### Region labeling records
-----

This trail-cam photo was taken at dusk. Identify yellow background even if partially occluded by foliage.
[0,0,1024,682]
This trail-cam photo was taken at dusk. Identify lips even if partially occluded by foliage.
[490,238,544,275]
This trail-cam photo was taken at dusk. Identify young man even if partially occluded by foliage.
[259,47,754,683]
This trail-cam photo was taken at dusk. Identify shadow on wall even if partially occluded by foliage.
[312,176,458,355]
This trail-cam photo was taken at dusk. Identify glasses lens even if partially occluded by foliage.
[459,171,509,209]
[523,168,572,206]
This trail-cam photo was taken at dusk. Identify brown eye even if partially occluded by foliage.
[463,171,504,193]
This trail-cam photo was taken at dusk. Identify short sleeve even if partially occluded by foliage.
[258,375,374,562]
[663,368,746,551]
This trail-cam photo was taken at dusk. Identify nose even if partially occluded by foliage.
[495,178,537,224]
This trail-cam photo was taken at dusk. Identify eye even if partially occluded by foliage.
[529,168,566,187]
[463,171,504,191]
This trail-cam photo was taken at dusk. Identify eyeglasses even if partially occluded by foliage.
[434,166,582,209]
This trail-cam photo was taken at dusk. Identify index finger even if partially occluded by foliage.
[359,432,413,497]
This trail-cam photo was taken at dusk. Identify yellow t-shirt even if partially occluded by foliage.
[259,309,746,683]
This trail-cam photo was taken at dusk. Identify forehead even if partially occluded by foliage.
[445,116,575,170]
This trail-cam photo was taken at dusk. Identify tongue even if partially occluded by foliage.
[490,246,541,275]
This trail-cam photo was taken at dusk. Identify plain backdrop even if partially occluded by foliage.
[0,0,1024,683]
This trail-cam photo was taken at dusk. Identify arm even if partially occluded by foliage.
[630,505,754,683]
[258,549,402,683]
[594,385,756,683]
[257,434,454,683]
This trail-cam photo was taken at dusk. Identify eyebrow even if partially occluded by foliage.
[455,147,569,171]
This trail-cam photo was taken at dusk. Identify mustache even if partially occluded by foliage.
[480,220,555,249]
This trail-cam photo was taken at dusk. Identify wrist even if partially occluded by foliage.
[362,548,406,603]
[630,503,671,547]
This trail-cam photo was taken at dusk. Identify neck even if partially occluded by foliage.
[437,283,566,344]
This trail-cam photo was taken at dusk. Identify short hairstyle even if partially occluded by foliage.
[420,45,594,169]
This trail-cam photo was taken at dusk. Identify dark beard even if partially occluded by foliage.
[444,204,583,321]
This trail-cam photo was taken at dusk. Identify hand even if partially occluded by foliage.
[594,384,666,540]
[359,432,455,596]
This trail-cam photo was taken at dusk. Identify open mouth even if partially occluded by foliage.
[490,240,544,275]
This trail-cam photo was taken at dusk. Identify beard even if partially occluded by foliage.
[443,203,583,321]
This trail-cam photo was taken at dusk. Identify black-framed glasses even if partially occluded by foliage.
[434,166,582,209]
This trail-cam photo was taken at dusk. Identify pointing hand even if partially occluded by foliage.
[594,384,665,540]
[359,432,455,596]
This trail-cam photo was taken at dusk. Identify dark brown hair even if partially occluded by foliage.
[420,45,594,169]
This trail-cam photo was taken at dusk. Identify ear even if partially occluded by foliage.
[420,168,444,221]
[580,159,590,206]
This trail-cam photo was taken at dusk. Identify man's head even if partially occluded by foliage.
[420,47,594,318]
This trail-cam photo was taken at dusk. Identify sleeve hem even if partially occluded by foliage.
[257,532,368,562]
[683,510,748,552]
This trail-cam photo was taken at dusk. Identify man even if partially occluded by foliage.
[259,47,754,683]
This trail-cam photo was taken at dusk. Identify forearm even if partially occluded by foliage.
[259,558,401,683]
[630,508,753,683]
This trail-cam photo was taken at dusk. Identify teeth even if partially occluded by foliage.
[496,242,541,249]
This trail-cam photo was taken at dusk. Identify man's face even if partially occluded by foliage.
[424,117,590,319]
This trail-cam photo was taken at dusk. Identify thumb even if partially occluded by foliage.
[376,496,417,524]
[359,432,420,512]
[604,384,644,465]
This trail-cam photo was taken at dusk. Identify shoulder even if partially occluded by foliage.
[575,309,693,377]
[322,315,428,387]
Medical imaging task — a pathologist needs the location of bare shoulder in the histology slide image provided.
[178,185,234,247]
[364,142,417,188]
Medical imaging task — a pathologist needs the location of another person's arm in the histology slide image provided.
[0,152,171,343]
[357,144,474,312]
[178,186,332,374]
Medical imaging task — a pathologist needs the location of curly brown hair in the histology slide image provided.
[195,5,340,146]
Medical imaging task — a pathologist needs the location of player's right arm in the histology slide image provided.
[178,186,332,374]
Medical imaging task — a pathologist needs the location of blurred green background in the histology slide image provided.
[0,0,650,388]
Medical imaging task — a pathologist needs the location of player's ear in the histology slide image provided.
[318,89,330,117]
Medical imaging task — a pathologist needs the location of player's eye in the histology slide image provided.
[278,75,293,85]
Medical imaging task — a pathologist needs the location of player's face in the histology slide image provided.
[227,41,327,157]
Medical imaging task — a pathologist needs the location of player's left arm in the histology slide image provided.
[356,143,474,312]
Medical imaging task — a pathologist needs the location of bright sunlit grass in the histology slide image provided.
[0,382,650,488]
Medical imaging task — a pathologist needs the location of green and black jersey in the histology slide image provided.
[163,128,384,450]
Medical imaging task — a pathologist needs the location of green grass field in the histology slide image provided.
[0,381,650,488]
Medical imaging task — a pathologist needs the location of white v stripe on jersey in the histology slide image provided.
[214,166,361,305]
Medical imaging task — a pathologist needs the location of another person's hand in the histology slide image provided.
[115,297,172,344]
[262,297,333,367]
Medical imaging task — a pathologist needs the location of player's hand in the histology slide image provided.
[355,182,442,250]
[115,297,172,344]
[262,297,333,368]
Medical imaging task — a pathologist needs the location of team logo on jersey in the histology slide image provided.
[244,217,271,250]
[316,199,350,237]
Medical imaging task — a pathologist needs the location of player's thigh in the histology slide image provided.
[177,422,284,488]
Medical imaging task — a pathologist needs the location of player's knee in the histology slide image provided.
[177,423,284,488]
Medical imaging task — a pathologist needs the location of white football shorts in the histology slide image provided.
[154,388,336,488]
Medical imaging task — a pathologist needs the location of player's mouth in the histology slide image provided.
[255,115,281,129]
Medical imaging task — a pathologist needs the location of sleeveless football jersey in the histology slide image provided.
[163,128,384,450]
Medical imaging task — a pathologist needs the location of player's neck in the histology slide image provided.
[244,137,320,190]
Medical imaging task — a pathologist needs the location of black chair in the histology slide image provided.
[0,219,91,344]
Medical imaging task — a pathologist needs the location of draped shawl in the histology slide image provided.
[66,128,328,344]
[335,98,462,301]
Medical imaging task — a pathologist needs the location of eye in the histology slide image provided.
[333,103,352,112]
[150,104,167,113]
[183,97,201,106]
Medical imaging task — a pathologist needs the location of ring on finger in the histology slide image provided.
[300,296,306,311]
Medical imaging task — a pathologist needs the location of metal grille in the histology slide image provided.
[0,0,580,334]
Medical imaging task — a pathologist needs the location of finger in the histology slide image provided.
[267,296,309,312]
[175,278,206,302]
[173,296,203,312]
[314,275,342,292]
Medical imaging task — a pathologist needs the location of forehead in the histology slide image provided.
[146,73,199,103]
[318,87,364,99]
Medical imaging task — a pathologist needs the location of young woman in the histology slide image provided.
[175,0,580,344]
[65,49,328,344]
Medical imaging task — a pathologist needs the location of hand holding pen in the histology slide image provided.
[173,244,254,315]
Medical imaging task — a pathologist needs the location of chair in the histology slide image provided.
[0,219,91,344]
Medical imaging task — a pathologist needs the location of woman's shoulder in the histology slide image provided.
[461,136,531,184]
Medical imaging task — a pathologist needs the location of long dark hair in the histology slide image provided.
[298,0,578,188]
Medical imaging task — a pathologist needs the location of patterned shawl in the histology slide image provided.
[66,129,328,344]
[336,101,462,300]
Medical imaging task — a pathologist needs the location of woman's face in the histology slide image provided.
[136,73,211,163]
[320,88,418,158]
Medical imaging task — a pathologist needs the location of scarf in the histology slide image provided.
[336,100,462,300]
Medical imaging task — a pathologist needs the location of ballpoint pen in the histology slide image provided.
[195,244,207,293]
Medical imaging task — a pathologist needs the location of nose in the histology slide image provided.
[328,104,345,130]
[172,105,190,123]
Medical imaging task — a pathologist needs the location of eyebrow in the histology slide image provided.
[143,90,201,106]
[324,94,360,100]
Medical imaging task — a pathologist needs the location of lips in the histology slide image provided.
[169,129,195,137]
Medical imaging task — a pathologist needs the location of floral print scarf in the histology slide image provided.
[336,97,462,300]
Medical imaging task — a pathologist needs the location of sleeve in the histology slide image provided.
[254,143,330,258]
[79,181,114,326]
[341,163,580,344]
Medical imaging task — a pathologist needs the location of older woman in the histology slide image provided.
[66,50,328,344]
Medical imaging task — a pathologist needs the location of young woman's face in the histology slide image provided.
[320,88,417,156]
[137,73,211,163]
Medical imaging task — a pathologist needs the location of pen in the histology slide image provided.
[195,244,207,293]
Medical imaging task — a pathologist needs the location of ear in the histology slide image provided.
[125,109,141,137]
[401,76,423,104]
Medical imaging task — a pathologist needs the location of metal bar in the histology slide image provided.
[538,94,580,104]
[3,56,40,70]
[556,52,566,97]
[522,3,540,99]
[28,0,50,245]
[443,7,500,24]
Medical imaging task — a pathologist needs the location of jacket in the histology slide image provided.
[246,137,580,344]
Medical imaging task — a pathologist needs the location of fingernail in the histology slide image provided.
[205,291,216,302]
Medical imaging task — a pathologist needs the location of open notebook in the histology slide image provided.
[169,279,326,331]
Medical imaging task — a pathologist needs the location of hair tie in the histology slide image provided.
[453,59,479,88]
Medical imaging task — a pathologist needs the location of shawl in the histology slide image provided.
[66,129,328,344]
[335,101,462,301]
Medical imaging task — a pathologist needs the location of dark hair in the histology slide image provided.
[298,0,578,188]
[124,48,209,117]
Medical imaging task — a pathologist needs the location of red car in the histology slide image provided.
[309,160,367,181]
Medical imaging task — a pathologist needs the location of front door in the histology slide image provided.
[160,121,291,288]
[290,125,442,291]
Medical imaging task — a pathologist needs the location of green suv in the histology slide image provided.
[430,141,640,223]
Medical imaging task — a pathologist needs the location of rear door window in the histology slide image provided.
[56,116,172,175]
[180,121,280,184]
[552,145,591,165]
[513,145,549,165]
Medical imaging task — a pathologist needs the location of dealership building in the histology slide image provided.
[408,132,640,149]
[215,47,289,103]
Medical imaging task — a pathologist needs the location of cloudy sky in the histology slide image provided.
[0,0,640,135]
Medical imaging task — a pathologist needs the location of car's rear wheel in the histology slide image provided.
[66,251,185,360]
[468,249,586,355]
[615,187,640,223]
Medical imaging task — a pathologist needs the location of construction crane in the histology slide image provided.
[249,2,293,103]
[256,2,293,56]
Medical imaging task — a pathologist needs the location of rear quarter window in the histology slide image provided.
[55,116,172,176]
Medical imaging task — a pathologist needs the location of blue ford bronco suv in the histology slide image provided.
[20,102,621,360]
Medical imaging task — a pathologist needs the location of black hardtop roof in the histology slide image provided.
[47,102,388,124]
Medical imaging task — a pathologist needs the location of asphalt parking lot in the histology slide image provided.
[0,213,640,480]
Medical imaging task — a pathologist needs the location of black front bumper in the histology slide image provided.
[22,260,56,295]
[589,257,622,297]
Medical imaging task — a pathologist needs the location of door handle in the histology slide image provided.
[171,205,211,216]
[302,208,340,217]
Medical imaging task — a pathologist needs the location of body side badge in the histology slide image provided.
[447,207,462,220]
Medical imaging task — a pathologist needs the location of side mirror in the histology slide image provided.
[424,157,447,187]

-----

Copy the lines from the line with "Medical imaging task — a pathologist needs the location of hand" through the line with "[461,136,531,184]", replacing "pathologist" with "technician" and keeping everything else unchanged. Give only those lines.

Medical imaging task — a technician needs the location of hand holding pen in the histology slide image provided.
[173,244,254,315]
Medical imaging task — a technician needs the location of chair in the histology slide image provided.
[0,219,91,344]
Medical imaging task — a technician needs the location of woman's shoulder in the histology slide image provided.
[461,136,531,184]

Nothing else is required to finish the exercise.